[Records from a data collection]
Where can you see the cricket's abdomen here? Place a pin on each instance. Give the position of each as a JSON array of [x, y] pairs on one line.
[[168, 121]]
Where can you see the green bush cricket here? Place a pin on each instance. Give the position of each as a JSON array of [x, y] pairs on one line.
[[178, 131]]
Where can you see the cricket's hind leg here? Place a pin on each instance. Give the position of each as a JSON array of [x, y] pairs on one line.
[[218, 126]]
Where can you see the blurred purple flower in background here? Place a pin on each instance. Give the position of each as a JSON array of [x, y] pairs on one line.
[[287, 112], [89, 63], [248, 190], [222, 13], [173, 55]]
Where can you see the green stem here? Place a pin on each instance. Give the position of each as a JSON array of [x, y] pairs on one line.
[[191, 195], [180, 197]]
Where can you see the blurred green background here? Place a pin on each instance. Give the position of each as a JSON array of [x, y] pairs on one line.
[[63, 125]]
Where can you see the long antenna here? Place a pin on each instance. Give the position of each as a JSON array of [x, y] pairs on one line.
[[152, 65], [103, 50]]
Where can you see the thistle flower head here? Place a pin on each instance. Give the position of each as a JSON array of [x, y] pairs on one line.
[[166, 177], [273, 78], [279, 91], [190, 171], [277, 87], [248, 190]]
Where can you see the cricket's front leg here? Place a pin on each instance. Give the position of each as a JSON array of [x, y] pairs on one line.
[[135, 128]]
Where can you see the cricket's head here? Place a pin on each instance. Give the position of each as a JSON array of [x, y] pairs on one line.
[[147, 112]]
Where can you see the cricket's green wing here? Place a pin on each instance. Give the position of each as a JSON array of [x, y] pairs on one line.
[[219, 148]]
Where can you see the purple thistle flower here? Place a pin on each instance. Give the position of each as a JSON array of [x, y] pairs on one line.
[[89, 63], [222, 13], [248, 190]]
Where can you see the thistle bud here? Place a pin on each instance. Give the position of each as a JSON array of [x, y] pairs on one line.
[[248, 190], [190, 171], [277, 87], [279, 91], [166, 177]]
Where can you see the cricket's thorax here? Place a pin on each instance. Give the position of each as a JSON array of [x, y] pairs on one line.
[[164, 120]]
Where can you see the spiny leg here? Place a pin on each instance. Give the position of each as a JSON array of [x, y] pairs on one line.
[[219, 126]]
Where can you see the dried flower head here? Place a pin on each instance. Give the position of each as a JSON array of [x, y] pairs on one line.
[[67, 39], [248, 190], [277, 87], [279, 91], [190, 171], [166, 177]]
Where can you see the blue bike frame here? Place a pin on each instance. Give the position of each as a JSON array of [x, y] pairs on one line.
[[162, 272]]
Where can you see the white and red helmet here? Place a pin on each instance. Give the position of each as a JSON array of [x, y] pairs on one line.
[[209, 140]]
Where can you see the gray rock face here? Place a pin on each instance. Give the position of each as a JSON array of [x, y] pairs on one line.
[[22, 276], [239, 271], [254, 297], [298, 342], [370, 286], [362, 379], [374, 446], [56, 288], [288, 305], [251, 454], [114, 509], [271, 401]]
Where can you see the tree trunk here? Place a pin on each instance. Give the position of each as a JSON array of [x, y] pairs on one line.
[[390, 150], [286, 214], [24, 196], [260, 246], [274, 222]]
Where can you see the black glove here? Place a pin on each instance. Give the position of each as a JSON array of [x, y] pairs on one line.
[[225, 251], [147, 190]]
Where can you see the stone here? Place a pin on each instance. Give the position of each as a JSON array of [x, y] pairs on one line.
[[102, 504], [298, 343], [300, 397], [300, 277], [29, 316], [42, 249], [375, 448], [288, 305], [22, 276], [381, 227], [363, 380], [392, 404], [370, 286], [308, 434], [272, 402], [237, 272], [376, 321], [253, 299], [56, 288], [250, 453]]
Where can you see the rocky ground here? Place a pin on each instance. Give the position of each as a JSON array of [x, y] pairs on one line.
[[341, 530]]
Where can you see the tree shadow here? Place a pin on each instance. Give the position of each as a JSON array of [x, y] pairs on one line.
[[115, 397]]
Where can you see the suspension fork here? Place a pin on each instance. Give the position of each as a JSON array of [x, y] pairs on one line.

§ Requirement
Give each entry again, spelled exactly as shown.

§ Finished exercise
Where can you see the cricket's abdomen here? Place a pin on each instance. Give the position of each as a JSON array of [x, y] pairs on one line.
[[168, 121]]
Where can you see the green bush cricket here? Place a pin on each instance. Give the position of each as a JSON array of [x, y] pairs on one line.
[[178, 131]]
Where can you see the cricket's hind leg here? Place a pin on each instance. Give the position of each as a JSON array of [x, y] pairs on one line.
[[218, 126]]
Where can you see the blurred purple flower in background here? Place a pin on each instance. Give the position of each as a JSON array of [x, y] pairs on one line.
[[287, 112], [89, 63], [248, 190], [222, 13], [173, 55]]
Where can you see the green stem here? Place a pin on each instance. Give the position of each as a JSON array of [x, y] pairs on one line.
[[191, 195], [180, 197]]
Where can you see the blurred green background here? Place a pin on each instance. Give the position of each as a JSON array of [x, y] pairs on one line.
[[63, 125]]
Where can you see the long antenna here? Place a pin on each instance. Give the position of each as a JSON array of [x, y] pairs on one line.
[[152, 65], [103, 50]]
Where can you see the thistle flower head here? Place a pin on each instance. Give the position of each as a JSON array of [x, y] pairs on one line.
[[166, 177], [273, 78], [279, 91], [190, 171], [277, 87], [248, 190]]
Where can you see the cricket's front leg here? Place a pin on each instance. Give the position of each as a JSON array of [x, y] pairs on one line.
[[135, 128]]
Where can you see the cricket's head here? Place a pin on each instance. Give the position of each as a JSON array of [x, y] pairs on one line.
[[147, 112]]
Where can you see the cricket's green wing here? Place a pin on each instance. Give the position of each as a JSON array of [x, y] pairs on one line.
[[219, 148]]
Where can you see the purple thistle flower here? Place a pin on each instance. Give the position of each as a JSON array of [x, y] pairs on one line.
[[89, 63], [222, 13], [248, 190]]
Where can you see the thistle bud here? Place a pin on each instance. Give the position of each as a JSON array of [x, y] pairs on one line.
[[248, 190], [190, 171], [277, 87], [279, 91], [166, 177]]
Where can you see the cricket's thorax here? Place a pin on each instance. Give the position of each as a JSON array of [x, y] pairs on one line.
[[164, 120]]
Where can you see the spiny leg here? Place a pin on each instance. Give the position of each as a JSON array of [x, y] pairs on one line.
[[219, 126]]
Where can you see the dried flower head here? Place a pin on each instance. Give the position of each as a JSON array of [x, y] pairs on one line.
[[67, 39], [248, 190], [277, 87], [279, 91], [190, 171], [166, 177]]
Where can you see the blue bike frame here? Place a pin on each instance. Give the position of each as a JSON array of [x, y] pairs on one line.
[[162, 272]]
Where can you see the white and red helmet here? Place a pin on each instance. Give the position of each as a JSON array of [x, y] pairs on one line.
[[209, 140]]
Where can you see the gray rock face here? Place a pin on each instance. Give the position of each as a JSON array of [x, y] pairs on one line.
[[22, 276], [239, 271], [254, 297], [298, 342], [370, 286], [362, 379], [374, 446], [56, 288], [288, 305], [251, 454], [114, 509], [271, 401]]
Where can you see the tree trunk here? Place a pin on each instance. Give the position of each as a JSON array of [x, y] pairs on one line.
[[390, 150], [286, 214], [24, 196], [260, 246], [274, 222]]
Where can you see the black glove here? Place a pin on each instance. Give the position of each as a JSON array of [x, y] pairs on one line.
[[225, 251], [147, 190]]
Where can you see the stone here? Place a pin on each instance. Give the position of each as a JSON array of [x, y] pairs on one line.
[[102, 504], [298, 343], [300, 397], [300, 277], [29, 316], [42, 249], [375, 448], [288, 305], [22, 276], [381, 227], [363, 380], [392, 404], [370, 286], [308, 434], [272, 402], [237, 272], [376, 321], [253, 299], [56, 288], [250, 453]]
Where can you see the rocky ground here? Place a pin on each instance. Give the position of each as a JSON array of [x, y] pairs on one line.
[[341, 530]]
Where can you see the tree shadow here? Place a pin on each instance. Give the position of each as a JSON array of [x, y] pairs on one line.
[[115, 397]]
Where can you see the suspension fork here? Place a pin on each instance. Give the position of each as a JSON array of [x, y] pairs on one line.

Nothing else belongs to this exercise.